>> BEGIN QUOTED PASSAGE

Richard Attenborough: The film bosses wanted Gandhi to be sexy ...
Daily Mail - UK
By Richard Attenborough, 03 September 2008
My father was the reason why it became so important to me to make a film about Mahatma Gandhi, the great Indian leader - so much so that I would pursue this quest for 20 years, suffer all sorts of rejection in trying to raise the finance and very nearly bankrupt myself.
The Governor - as my brothers and I always called my father - had always wanted me to follow in his footsteps and become an academic. When I decided on acting as a career I knew in my heart of hearts that he was disappointed. Even as an adult, I still desperately wanted to prove myself to him.
If I could make a film with something important to say, perhaps he would take real pride in what I was doing. So I was receptive when a proposal for a film on the Mahatma - a Sanskrit word meaning 'Great soul' - was put to me in 1962.
The charismatic Ben Kingsley who played the role of Gandhi in the 1982 film
Gandhi was someone the Governor held in very high esteem. Back in 1931, when I was eight years old, Gandhi had come to Britain to take part in discussions about the future independence of India . And we'd seen him together, the Governor and I, at the local cinema in some grainy black-and-white newsreel footage.
I remembered the sneer in the commentator's strangled upper-class vowels as he described the high hopes this small, nut-brown man had for his people. I remembered that Winston Churchill had famously shrugged him off as 'that naked fakir'.
I remembered Gandhi had taken tea with the King at Buckingham Palace , clad only in his loincloth and sandals. When reporters asked if he was under-dressed, the Mahatma retorted: 'I believe His Majesty was wearing enough for both of us.'
One American studio intimated it would back the film if Richard Burton played Gandhi because he was 'sexy'
All this came back to me 30 years later while I sat facing a man named Moti Kothari at the Waldorf in London as he earnestly explained his idea for a film to me. What I remembered with the greatest clarity was how the people around my father and me in the cinema had sniggered during the newsreel, and the Governor saying: 'They don't understand. Gandhi is extraordinary. He is truly a remarkable man.'
That was good enough for me. And so I acceded to Kothari's initial request that I should read a biography of Gandhi.
I didn't know Kothari at all. He had rung me out of the blue after getting my number from a mutual friend. He was very insistent and despite some misgivings, I agreed to meet him.
A grave, middle-aged Indian, he was a dedicated follower of Gandhi who had left India in disgust following the Mahatma's assassination in January
1948. Now he felt he had a mission to disseminate the story of his life.
His assertion that I was the person to make such a film took me by surprise. A screen actor since 1942, I had been fortunate enough to achieve star billing and all the trappings of celebrity. But I'd found myself typecast as the cheeky Cockney in stories which seemed to lack any real artistry or substance.
In an effort to achieve something worthwhile, I'd recently become an independent producer, but, at the time of my meeting with Mr Kothari, I could lay claim to only two low-budget films with a third in production. I certainly hadn't directed anything.

>> END QUOTED PASSAGE

TASK PROMPT
According to the Gandhi film article, in what year was the proposal for a film on the Mahatma put to Richard Attenborough? The lines that come next are from a separate source.

>> BEGIN MATERIAL

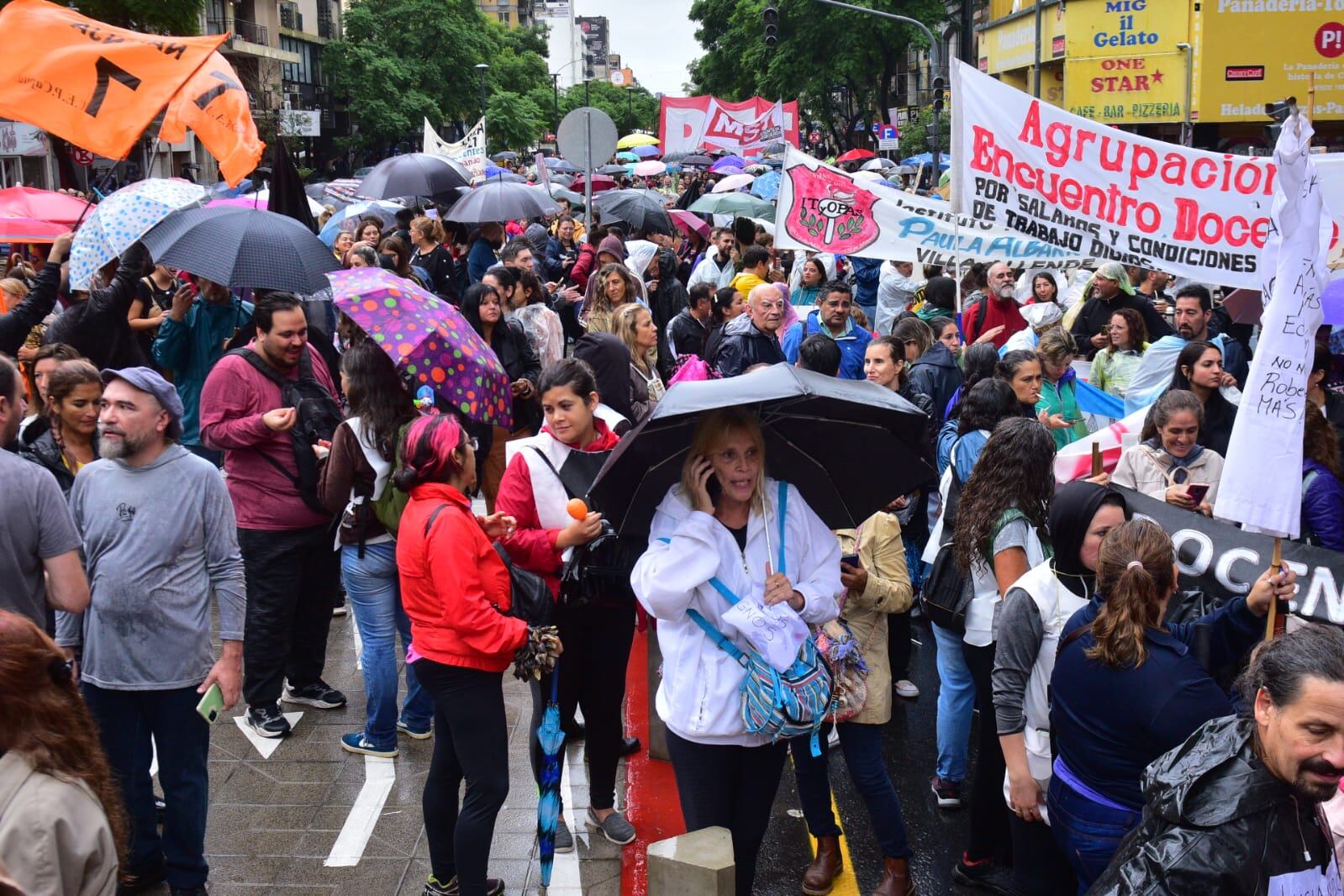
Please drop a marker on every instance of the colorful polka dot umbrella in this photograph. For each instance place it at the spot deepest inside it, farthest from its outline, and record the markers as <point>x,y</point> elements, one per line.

>> END MATERIAL

FULL SOLUTION
1962